___ Data extract
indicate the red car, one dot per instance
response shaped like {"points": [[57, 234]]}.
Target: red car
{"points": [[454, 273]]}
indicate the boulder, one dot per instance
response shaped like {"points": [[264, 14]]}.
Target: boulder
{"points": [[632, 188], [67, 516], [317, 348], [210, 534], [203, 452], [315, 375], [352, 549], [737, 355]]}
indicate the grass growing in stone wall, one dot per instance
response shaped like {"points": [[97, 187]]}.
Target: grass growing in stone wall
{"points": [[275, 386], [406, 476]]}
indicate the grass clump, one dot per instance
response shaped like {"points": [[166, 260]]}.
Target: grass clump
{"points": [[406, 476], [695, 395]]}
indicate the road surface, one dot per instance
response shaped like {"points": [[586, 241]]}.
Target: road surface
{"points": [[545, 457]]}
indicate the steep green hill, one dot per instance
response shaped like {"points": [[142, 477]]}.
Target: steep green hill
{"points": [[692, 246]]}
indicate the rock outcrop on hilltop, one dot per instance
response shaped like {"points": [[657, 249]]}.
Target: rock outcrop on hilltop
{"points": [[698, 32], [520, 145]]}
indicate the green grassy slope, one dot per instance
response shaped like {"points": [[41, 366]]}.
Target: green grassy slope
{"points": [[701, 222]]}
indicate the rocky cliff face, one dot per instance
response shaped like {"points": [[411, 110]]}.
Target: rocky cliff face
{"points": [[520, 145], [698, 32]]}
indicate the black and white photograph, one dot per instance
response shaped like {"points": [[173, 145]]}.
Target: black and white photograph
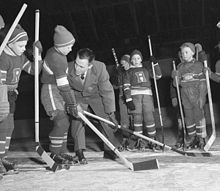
{"points": [[109, 95]]}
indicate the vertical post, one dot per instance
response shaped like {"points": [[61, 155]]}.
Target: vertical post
{"points": [[11, 30]]}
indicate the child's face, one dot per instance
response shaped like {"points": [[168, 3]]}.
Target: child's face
{"points": [[81, 65], [18, 47], [125, 64], [136, 60], [66, 49], [187, 54]]}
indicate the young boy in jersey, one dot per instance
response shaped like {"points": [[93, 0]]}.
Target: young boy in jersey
{"points": [[55, 93], [193, 86], [124, 114], [138, 93], [12, 62]]}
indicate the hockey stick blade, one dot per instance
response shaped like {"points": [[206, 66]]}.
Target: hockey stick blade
{"points": [[193, 154], [144, 165], [46, 158], [210, 142]]}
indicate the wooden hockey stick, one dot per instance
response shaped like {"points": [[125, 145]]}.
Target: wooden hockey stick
{"points": [[193, 154], [180, 106], [50, 162], [115, 57], [156, 90], [144, 165], [213, 135], [12, 28]]}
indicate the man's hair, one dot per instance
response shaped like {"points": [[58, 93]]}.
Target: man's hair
{"points": [[86, 53]]}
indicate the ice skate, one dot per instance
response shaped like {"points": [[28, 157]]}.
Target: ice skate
{"points": [[192, 143], [59, 159], [10, 167]]}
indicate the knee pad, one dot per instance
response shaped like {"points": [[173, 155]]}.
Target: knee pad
{"points": [[61, 120]]}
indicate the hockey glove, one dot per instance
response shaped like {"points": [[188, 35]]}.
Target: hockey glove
{"points": [[73, 109], [131, 105]]}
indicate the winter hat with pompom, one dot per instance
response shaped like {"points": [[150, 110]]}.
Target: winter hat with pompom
{"points": [[126, 58], [62, 37], [134, 52], [19, 34]]}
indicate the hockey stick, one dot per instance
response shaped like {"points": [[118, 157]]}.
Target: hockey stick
{"points": [[193, 154], [213, 135], [199, 49], [12, 28], [156, 90], [180, 106], [50, 162], [145, 165], [115, 57]]}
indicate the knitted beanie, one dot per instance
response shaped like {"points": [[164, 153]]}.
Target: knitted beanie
{"points": [[217, 67], [18, 34], [134, 52], [126, 58], [2, 23], [62, 37], [190, 45]]}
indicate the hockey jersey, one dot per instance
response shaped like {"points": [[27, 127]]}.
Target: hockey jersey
{"points": [[11, 67], [55, 69], [137, 81], [190, 73]]}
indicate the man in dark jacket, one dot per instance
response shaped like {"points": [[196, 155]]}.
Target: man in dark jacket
{"points": [[89, 80]]}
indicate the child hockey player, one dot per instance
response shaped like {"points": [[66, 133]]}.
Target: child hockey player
{"points": [[56, 92], [138, 93], [12, 62], [193, 92], [124, 113]]}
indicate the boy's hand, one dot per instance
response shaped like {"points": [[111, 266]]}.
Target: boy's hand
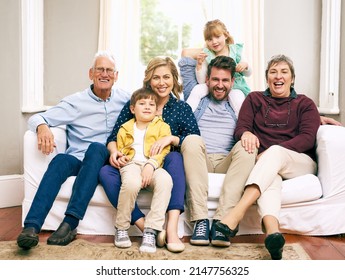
{"points": [[146, 175]]}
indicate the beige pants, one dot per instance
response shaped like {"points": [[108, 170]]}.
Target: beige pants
{"points": [[275, 165], [237, 166], [161, 186]]}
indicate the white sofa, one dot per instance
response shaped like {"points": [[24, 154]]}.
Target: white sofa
{"points": [[312, 205]]}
______
*What to do:*
Can you reproduce the part that opens with the line containing "indicate the beige" and closes with the end of the entries, swapping "sofa" for "couch" and leaving everything else unchanged?

*Answer for this exercise:*
indicate the beige pants, one dot per instance
response shaped like {"points": [[108, 170]]}.
Target: beige pants
{"points": [[275, 165], [237, 166], [161, 186]]}
indicate the white couch, one dot per instance
response shaped like {"points": [[24, 154]]}.
Target: white couch
{"points": [[312, 205]]}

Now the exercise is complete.